--- Begin ---
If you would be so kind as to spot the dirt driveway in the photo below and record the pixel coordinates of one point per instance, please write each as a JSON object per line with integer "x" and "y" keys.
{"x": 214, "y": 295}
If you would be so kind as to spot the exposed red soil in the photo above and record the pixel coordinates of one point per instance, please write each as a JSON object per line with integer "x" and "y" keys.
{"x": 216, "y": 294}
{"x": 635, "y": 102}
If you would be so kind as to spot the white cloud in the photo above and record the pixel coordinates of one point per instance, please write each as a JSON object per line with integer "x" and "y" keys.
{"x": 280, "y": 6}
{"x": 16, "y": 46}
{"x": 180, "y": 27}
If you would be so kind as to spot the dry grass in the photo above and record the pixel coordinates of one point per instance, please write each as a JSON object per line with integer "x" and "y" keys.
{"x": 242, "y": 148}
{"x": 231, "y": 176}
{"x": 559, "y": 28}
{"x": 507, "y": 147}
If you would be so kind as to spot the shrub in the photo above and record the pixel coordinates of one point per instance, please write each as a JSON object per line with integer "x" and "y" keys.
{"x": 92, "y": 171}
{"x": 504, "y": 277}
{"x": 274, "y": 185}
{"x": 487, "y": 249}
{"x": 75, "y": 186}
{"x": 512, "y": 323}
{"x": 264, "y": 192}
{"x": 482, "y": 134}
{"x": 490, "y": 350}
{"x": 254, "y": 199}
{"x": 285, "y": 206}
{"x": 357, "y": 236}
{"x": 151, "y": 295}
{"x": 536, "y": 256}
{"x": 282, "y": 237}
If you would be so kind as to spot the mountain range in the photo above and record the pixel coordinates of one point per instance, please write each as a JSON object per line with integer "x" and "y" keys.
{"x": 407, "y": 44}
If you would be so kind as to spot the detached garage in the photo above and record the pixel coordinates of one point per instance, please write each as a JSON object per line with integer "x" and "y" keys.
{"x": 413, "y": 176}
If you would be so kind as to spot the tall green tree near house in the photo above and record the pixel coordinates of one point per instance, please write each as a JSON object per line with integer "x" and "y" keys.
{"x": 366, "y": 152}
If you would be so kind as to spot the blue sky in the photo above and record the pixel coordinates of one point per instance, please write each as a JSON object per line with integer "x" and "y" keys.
--- End ---
▸ Task goal:
Copy every one of the records above verbatim, keeping them in the same order.

▸ Final answer:
If you would be so kind as to spot the dirt driveway in the photo below and record the pixel coordinates of one point per instance, please write each as a JSON object per line with integer "x" and "y" keys.
{"x": 214, "y": 295}
If you would be so kind as to spot the exposed red soil in the photo above and record the pixel coordinates of one point per instance, please write each as a JSON object per line with integer "x" and "y" keys.
{"x": 216, "y": 294}
{"x": 635, "y": 102}
If you would be so kind as to spot the white cloud in the photo above and record the pixel coordinates of one point per instance, please write each as a JSON object per line with integer "x" and "y" keys.
{"x": 280, "y": 6}
{"x": 16, "y": 46}
{"x": 180, "y": 27}
If you would be so kind as to spot the dry grass in the photo above and record the pixel coordinates of one point per instance, please write each as a JSON object per line with integer "x" and "y" keys.
{"x": 242, "y": 148}
{"x": 231, "y": 176}
{"x": 559, "y": 28}
{"x": 507, "y": 147}
If you would be so kind as to spot the shrub in the photo above and record the pixel coordinates of one point per instance, please write each as a JSON object per line with integer "x" and "y" keys.
{"x": 92, "y": 171}
{"x": 504, "y": 277}
{"x": 274, "y": 185}
{"x": 487, "y": 249}
{"x": 75, "y": 186}
{"x": 512, "y": 323}
{"x": 264, "y": 192}
{"x": 482, "y": 134}
{"x": 490, "y": 350}
{"x": 254, "y": 199}
{"x": 285, "y": 206}
{"x": 357, "y": 236}
{"x": 151, "y": 295}
{"x": 536, "y": 256}
{"x": 282, "y": 237}
If you would be so kind as to spot the mountain range in the photo above and record the pixel coordinates of one point per instance, please write each as a JSON object per line with integer "x" and "y" keys.
{"x": 407, "y": 44}
If you would be so kind as to spot the detached garage in the photo above and record the pixel coordinates of one point per instance, please write each as a JSON object per line with integer "x" and "y" keys.
{"x": 413, "y": 176}
If you would be so kind as to spot the tall green tree near house in the photo above and record the pixel coordinates of one point per instance, please write each as a JSON object per line with integer "x" and "y" keys.
{"x": 366, "y": 152}
If you would be so kind as to spot the blue sky in the photo above and record the pixel coordinates of one point per instance, please write each as a JSON object per line with integer "x" and "y" keys.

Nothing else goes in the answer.